[start of Extracted data]

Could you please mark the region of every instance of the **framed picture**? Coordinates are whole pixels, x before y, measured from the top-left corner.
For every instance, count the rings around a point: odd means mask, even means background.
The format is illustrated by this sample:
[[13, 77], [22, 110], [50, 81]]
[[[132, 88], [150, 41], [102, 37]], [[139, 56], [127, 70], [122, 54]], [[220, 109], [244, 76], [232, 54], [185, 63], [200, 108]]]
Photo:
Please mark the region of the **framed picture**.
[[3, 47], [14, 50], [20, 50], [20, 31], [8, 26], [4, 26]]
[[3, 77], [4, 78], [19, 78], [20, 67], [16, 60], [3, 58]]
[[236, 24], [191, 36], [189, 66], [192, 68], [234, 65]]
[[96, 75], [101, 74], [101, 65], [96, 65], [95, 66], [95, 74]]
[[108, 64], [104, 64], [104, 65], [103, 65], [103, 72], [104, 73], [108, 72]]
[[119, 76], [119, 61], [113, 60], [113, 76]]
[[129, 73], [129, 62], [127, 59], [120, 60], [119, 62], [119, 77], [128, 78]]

[end of Extracted data]
[start of Extracted data]

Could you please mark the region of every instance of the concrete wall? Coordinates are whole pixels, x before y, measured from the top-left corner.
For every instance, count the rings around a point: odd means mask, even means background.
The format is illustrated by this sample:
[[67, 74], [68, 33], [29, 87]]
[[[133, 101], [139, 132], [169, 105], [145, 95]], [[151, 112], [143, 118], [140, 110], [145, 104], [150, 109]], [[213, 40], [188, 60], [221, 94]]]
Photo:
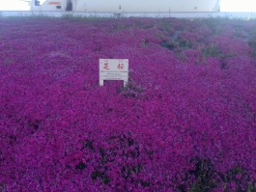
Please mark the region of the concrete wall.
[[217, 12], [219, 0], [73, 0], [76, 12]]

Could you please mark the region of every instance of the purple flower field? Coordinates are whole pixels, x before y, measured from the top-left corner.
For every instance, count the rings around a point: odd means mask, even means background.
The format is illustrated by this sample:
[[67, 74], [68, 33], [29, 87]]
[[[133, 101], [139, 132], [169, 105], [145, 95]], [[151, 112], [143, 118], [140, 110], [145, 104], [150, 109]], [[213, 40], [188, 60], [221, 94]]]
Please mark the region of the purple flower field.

[end of Extracted data]

**What this task involves:** Swap "mark" for "outline" in everything from the line containing "the concrete wall?" down to the line containing "Please mark the region of the purple", keeping all else unchanged. Return only those lines, and leave the pictures out.

**Complete output:**
Could you please outline the region of every instance of the concrete wall? Coordinates are whole pixels, x before y, measured from the top-left corner.
For every instance, count the rings around a point: odd means mask, even means background.
The format is illustrated by this sample:
[[67, 74], [68, 33], [29, 87]]
[[[133, 101], [139, 132], [169, 105], [145, 95]], [[151, 112], [143, 118], [140, 110], [145, 104], [150, 109]], [[213, 40], [188, 60], [221, 94]]]
Photo:
Please outline the region of the concrete wall.
[[217, 12], [219, 0], [73, 0], [76, 12]]

Could you please outline the region of every instance of the purple flower field? Coordinates are whole pixels, x before y, measured from the top-left corner.
For every instance, count the rings around a point: odd means mask, even means background.
The format is illustrated by this sample:
[[67, 74], [68, 33], [29, 87]]
[[[133, 101], [139, 132], [169, 105], [145, 95]], [[151, 112], [143, 118], [140, 110], [145, 104], [150, 109]], [[213, 40], [188, 60], [221, 94]]]
Please outline the region of the purple flower field.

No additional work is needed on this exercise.